#### Set task:
Turn the material into a JSON array of strings with one string per line, leaving out any blank lines.

#### Supplied material:
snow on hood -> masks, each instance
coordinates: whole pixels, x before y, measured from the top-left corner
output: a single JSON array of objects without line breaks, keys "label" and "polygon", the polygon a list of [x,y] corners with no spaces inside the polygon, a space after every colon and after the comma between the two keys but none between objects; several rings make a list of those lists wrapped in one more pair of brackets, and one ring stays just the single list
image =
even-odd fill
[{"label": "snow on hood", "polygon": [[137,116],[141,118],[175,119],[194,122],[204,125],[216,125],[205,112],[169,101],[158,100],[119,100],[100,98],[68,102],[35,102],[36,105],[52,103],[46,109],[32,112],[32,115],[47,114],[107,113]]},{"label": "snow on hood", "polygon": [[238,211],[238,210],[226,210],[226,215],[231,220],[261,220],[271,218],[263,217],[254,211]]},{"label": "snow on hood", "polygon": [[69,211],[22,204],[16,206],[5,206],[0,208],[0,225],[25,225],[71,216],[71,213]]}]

#### Problem solution:
[
  "snow on hood -> masks, each instance",
  "coordinates: whole pixels, x before y, measured from the top-left corner",
  "output: a single JSON array of objects without line breaks, keys \"label\" and \"polygon\", the polygon a list of [x,y] corners with no spaces inside the polygon, a space after every colon and after the comma between the two keys but none between objects; several rings make a list of those lists wrapped in one more pair of brackets, and one ring stays just the single list",
  "image =",
  "even-odd fill",
  "[{\"label\": \"snow on hood\", \"polygon\": [[137,116],[141,118],[175,119],[194,122],[204,125],[216,125],[205,112],[169,101],[158,100],[119,100],[100,98],[68,102],[35,102],[36,105],[52,103],[46,109],[32,112],[32,115],[47,114],[107,113]]},{\"label\": \"snow on hood\", \"polygon\": [[238,211],[238,210],[226,210],[226,215],[231,220],[261,220],[271,218],[263,217],[254,211]]},{\"label\": \"snow on hood\", \"polygon\": [[69,211],[22,204],[16,206],[5,206],[0,208],[0,225],[25,225],[71,216],[71,213]]}]"
]